(Excerpt begins)

Terrible hair is rare in feature films, but it happens. Mostly, it must be said, in films from Australia, where mullets have persisted despite every civilized culture dropping them 20 to 25 years ago. Mullets make me see red, in part because red-haired guys often wear them. I only know that if some mullet guy appears….bang, I want him dead. No, that’s raw. If a mullet guy dies I won’t be heartbroken — how about that?

I’m not saying mullets are the downfall of Nash Edgerton and Joel Edgerton‘s The Square (Apparition, 4.9), but they certainly don’t help matters.

Pic is a dirty-doings-in-suburbia thing by way of James M. Cain. A married boyfriend (David Roberts) of a married neighbor (Claire van der Boom) agrees to sub-contract an arsonist to burn her home down so she can steal her husband’s ill-gotten bag of money with no questions asked, and you know the rest. It’s nicely shot, decently cut, well acted, nimble and direct…but with problems.

I was initially intrigued, but then I found it alienating and almost repellent because of (a) the jaw-dropping stupidity propelling most of the key players and (b) the lack of intrigue or promise in same — I didn’t “like” anyone for any reason, no rooting factor, wrote them off, worms in a coffee can.

The basic problem is that The Square is not very well written. The art of writing good thrillers is to make the necessary (in terms of necessary plot turns) seem accidental. But it all seems deliberate in The Square — the Edgerton brothers saying “okay, let’s turn the screws and make things even worse for the perpetrators.”

Which, for me, eliminates any sense of real investment in the story. You don’t care what happens to anyone because the Edgertons are playing a game. They’re like a couple of kids torturing small animals.

Roberts may be a normal sort of guy with an aura of fair-minded morality about him, but his coolness and charisma levels are next to zero. What’s with all the gray hair? And those tiny fretful eyes? Roberts looks vulnerable and wimpy from the get-go. He certainly sounds like a sad candy-ass when Lady Macbeth (Van der Boom) begins talking about burnin’ down the house. “Carla, c’mon….Carla, no…this really wouldn’t be right, Carla,” etc. The man is gelatin. I bailed on him right then and there.

(Excerpt ends)
(Recorded data begins)

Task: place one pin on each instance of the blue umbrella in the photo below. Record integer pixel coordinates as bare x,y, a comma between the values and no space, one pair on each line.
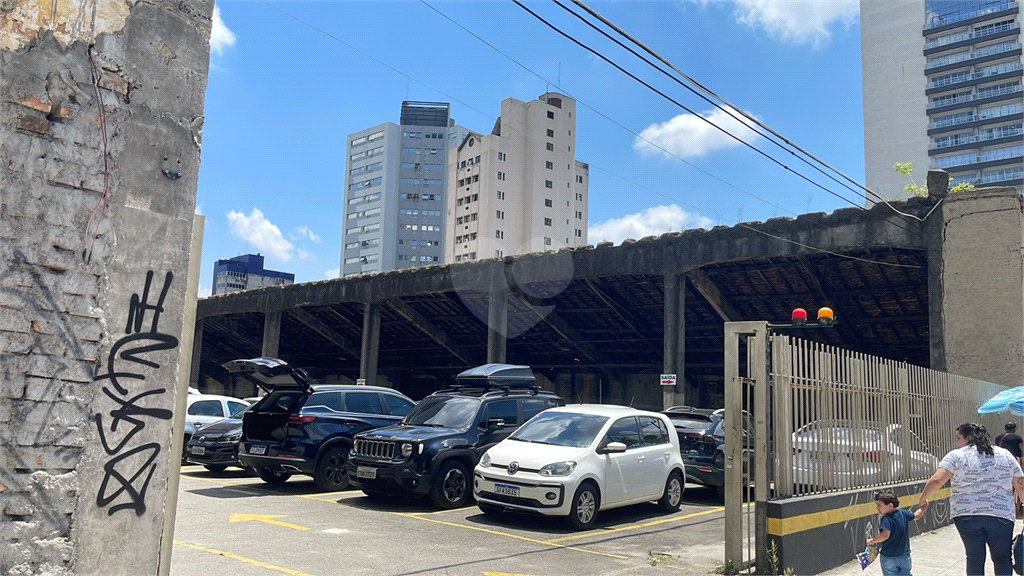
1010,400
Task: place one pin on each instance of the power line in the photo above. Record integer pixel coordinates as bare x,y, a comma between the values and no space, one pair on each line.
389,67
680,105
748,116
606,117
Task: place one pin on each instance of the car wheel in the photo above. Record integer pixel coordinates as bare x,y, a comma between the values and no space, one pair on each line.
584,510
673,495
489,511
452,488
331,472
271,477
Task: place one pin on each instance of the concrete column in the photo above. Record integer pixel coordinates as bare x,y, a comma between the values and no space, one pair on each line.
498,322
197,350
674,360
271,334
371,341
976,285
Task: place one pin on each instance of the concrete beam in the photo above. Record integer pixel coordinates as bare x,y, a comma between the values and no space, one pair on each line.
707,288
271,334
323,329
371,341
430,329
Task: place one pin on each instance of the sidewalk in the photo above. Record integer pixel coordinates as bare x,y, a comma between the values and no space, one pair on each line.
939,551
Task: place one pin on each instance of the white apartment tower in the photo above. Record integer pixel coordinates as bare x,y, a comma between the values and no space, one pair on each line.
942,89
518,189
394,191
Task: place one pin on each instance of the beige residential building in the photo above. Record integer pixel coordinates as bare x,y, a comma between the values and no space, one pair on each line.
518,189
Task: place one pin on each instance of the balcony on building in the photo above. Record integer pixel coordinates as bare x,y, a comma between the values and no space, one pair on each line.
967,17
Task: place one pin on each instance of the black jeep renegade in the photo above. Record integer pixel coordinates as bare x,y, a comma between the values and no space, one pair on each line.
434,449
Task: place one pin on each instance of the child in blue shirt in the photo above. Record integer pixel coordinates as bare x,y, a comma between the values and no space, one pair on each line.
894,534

(Recorded data ends)
(Recorded data begins)

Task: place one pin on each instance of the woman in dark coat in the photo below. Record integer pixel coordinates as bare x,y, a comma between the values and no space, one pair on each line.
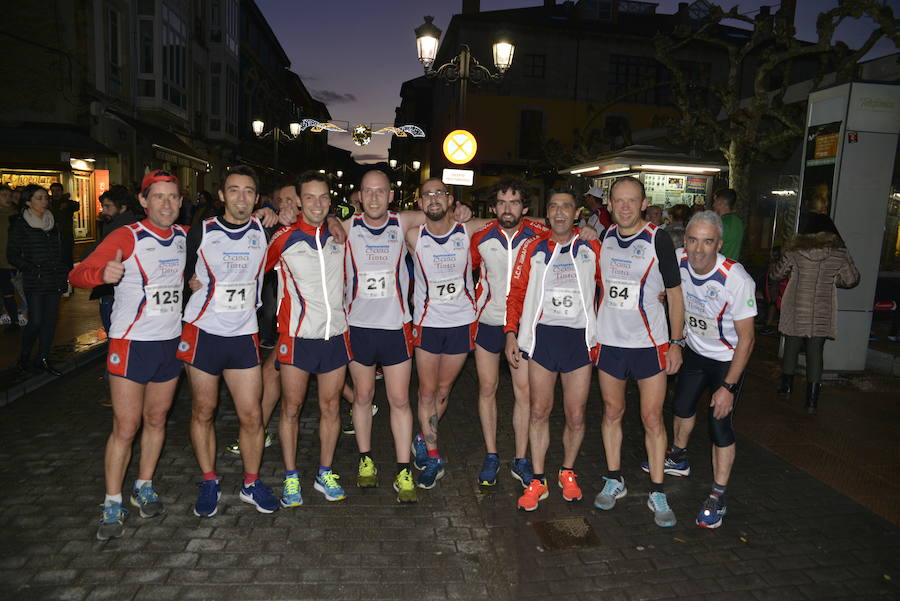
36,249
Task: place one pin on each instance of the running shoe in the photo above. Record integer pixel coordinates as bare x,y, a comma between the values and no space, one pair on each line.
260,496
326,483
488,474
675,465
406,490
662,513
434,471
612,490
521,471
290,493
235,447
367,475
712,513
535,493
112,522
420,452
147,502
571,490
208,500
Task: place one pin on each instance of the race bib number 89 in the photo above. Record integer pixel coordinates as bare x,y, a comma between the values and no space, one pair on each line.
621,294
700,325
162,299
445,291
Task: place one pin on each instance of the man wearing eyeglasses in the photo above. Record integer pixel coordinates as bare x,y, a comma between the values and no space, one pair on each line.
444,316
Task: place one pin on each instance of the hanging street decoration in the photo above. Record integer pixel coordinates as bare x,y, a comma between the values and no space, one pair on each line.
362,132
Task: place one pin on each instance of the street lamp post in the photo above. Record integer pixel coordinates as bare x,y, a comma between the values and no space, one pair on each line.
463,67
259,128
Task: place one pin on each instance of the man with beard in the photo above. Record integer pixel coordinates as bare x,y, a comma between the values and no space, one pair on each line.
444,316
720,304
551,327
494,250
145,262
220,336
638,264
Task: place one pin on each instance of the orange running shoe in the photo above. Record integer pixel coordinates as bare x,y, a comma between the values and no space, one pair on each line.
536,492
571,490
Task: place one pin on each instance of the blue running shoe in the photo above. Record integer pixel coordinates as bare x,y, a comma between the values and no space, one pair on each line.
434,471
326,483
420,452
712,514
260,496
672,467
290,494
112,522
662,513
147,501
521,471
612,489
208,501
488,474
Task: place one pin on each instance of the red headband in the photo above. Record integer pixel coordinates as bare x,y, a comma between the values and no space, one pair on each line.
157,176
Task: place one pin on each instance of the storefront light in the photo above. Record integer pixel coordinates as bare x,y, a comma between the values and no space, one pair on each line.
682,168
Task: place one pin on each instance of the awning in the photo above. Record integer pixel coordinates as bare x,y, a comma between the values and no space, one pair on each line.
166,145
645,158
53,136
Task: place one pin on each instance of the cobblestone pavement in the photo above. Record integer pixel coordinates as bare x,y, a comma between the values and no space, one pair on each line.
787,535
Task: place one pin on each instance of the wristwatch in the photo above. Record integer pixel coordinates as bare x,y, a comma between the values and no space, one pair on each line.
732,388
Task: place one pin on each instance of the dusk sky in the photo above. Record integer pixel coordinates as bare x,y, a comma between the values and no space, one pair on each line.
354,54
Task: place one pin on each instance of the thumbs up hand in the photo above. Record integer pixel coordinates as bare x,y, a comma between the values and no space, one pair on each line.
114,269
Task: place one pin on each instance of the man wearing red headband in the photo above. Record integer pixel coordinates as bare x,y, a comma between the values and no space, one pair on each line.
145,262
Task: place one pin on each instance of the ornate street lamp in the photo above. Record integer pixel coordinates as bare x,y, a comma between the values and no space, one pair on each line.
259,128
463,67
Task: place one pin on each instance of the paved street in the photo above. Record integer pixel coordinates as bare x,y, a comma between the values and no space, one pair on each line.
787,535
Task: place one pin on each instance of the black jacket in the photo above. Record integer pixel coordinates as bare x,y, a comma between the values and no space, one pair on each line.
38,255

(Recorded data ends)
(Recorded data begins)

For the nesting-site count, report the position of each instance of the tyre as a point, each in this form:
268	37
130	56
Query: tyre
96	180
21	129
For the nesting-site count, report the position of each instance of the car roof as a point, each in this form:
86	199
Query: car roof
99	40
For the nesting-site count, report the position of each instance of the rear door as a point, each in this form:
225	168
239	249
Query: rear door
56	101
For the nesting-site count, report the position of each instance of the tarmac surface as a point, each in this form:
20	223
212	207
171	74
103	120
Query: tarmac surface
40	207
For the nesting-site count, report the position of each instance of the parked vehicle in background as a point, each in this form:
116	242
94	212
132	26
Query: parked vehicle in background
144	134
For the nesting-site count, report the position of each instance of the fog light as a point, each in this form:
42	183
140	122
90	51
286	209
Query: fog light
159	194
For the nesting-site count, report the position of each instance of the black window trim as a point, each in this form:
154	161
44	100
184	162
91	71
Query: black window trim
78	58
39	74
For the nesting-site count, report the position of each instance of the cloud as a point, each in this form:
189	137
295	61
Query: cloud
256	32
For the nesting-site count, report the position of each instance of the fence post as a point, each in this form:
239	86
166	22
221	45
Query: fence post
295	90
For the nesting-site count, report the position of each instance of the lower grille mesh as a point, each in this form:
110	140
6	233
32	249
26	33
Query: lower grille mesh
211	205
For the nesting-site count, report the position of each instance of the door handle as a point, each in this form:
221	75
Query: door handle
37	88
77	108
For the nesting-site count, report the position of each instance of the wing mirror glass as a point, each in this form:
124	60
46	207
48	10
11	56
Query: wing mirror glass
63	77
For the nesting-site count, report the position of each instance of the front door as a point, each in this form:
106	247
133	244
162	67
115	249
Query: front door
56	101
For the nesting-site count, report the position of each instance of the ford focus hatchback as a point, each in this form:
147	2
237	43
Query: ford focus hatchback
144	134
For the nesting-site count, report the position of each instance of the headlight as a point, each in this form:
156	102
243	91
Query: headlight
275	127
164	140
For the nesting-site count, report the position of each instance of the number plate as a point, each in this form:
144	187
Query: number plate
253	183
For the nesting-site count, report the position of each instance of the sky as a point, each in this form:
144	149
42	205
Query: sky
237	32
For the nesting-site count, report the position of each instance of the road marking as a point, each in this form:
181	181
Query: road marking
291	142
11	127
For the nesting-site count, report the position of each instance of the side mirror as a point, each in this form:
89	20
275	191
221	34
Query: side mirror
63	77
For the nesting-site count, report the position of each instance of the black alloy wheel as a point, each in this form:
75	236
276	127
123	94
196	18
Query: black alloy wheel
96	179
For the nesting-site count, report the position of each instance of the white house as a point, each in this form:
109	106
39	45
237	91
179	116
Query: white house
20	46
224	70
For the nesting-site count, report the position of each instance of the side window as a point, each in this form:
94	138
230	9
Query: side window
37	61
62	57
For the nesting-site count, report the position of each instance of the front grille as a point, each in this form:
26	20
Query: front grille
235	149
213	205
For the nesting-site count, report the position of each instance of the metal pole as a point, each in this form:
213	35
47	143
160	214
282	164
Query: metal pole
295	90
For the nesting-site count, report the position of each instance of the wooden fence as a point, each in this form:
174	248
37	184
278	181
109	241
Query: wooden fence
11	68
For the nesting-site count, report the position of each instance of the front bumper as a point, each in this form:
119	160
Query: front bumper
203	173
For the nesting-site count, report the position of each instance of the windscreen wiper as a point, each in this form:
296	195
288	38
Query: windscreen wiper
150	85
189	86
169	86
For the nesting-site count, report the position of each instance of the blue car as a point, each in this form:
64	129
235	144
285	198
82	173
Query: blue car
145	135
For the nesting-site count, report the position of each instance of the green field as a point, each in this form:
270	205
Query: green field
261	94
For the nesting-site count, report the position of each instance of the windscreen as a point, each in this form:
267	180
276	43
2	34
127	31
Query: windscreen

(Recorded data ends)

Reproduce the film review verbatim from "I was initially" to "torturing small animals.".

=== Output below ===
I was initially intrigued, but then I found it alienating and almost repellent because of (a) the jaw-dropping stupidity propelling most of the key players and (b) the lack of intrigue or promise in same — I didn’t “like” anyone for any reason, no rooting factor, wrote them off, worms in a coffee can.

The basic problem is that The Square is not very well written. The art of writing good thrillers is to make the necessary (in terms of necessary plot turns) seem accidental. But it all seems deliberate in The Square — the Edgerton brothers saying “okay, let’s turn the screws and make things even worse for the perpetrators.”

Which, for me, eliminates any sense of real investment in the story. You don’t care what happens to anyone because the Edgertons are playing a game. They’re like a couple of kids torturing small animals.